Пост-структуралисты, говоря о смыслопорождении мира-текста, вопреки Логосу, ввели понятие хаоса без смысла и цели (т.е. без адреса). У них Текст сам себя творит.

В этом прозрении их опередил пост-христианин Бердяев. А до него о том же толковали милетцы Фалес и Гераклит, досократики Анаксагор, Анаксимандр и Анаксимен. А еще раньше — Будда и одичалые потомки Адама. Есть юроды во Христе и юроды себя ради; клиника чужда безумию Креста. Лишь через Образ и Дух, творящие жизнь, можно получить реальное представление о мире. Так в Лике и Имени связаны природа творчества и тема вечности. Так сопрягаются культурно-исторический и литургийно-онтический хронотопы. Их связь тонирует вектор и напряжение смыслов.

Выбор цели, способ восприятия задают смысл жизни, образ мира, нами творимый. Философский экскурс и понадобился для обозначения границ, в которых живут поэты.

### Исходные данные:
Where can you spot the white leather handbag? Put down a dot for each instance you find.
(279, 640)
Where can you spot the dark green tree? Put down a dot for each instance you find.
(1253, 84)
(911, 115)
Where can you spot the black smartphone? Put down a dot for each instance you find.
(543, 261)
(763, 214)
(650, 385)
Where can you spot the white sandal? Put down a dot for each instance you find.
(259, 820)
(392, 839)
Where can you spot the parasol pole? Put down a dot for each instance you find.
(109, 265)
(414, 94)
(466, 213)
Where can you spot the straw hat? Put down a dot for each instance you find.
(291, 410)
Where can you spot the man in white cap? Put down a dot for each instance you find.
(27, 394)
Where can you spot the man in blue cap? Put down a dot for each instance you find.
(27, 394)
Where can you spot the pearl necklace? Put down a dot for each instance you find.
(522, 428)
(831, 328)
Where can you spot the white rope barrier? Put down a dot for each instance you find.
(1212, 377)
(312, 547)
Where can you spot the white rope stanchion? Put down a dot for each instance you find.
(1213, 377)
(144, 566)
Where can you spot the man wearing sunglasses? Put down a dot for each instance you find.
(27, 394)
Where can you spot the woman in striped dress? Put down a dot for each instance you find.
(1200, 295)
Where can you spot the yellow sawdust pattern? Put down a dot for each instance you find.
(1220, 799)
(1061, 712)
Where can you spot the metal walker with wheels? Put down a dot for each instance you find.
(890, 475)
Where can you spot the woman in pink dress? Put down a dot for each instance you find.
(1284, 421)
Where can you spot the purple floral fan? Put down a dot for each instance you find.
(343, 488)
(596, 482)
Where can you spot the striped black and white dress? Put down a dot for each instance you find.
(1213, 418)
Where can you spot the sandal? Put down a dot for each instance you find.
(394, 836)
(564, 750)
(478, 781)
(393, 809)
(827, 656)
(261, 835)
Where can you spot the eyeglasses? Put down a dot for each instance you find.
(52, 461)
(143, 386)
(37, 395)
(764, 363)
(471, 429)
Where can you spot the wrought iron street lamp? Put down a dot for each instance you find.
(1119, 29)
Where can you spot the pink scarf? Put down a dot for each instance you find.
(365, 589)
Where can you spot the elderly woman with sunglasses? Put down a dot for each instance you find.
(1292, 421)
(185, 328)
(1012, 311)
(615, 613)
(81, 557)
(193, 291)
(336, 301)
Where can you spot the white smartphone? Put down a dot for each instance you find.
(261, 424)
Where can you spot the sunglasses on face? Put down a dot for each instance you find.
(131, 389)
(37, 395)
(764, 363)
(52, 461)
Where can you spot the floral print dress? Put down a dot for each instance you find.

### Задание:
Перепишите кусок отрывка от слов «В этом прозрении» до слов «и напряжение смыслов.» включительно, поставив «открытии» вместо «прозрении». Опирайтесь только на отрывок.

### Ответ:
В этом открытии их опередил пост-христианин Бердяев. А до него о том же толковали милетцы Фалес и Гераклит, досократики Анаксагор, Анаксимандр и Анаксимен. А еще раньше — Будда и одичалые потомки Адама. Есть юроды во Христе и юроды себя ради; клиника чужда безумию Креста. Лишь через Образ и Дух, творящие жизнь, можно получить реальное представление о мире. Так в Лике и Имени связаны природа творчества и тема вечности. Так сопрягаются культурно-исторический и литургийно-онтический хронотопы. Их связь тонирует вектор и напряжение смыслов.